[SELECTED TEXT]:
= = = = =
At a Big Data conference last summer I sat puzzled when listening to a speech about collecting and processing expense spreadsheets. "How is this Big Data practice?", I wondered. "Looks and smells like more traditional Business Intelligence to me", I thought. There was no analysis, only reporting facts from a very small set of data relative to all the data floating around that large enterprise.
It's bothered me every since. We throw around the words 'Big Data' and slap it onto old practices to make them seem new and exciting. This waters down Big Data and confuses those who are new to it.
But there is a proper way to understand the roles older Business Intelligence, statistical modeling, data warehousing efforts, etc. and true Big Data practices fit together.
They fit together because Business Intelligence (and it’s cousins) is deductive or hypothesis based while Big Data is inductive or observational and each informs the other. Here is how.
Deductive models work like the diagram below. Start with a hypothesis about how a system, market, consumer or patient acts. Then collect data to represent the stimulus. Traditionally, the amount of data collected was small since it rarely already existed, had to be generated with surveys, or perhaps imputed through analogies. Finally statistical methods established enough causality to arrive at enough truth to represent the system. So deductive models are forward running – they end up representing a system heretofore not observed.
= = = = =
[PROBLEM STATEMENT]:
Reproduce, word for word, the stretch of the Big Data text from "At a Big Data" through "are new to it.".
= = = = =
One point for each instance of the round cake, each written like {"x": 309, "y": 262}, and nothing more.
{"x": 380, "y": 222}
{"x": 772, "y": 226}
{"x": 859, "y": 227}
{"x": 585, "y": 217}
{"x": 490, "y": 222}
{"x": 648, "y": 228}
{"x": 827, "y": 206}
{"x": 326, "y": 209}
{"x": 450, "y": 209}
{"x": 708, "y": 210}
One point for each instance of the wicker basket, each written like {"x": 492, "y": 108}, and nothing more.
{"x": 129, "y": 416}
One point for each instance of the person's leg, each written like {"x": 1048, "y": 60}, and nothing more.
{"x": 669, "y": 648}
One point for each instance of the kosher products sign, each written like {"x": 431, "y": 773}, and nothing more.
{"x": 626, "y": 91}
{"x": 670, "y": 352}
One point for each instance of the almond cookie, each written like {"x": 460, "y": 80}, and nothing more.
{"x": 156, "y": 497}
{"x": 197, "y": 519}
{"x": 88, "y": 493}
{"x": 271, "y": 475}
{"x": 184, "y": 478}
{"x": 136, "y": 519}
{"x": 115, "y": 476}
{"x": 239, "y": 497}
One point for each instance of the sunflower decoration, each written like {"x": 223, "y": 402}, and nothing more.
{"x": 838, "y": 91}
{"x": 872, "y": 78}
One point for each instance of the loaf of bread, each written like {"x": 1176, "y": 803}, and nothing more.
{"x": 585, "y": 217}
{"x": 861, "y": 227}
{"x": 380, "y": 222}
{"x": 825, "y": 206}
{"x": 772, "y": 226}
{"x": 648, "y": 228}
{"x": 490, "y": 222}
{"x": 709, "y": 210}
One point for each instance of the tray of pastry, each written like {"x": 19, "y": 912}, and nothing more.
= = = = =
[EXERCISE RESULT]:
At a Big Data conference last summer I sat puzzled when listening to a speech about collecting and processing expense spreadsheets. "How is this Big Data practice?", I wondered. "Looks and smells like more traditional Business Intelligence to me", I thought. There was no analysis, only reporting facts from a very small set of data relative to all the data floating around that large enterprise.
It's bothered me every since. We throw around the words 'Big Data' and slap it onto old practices to make them seem new and exciting. This waters down Big Data and confuses those who are new to it.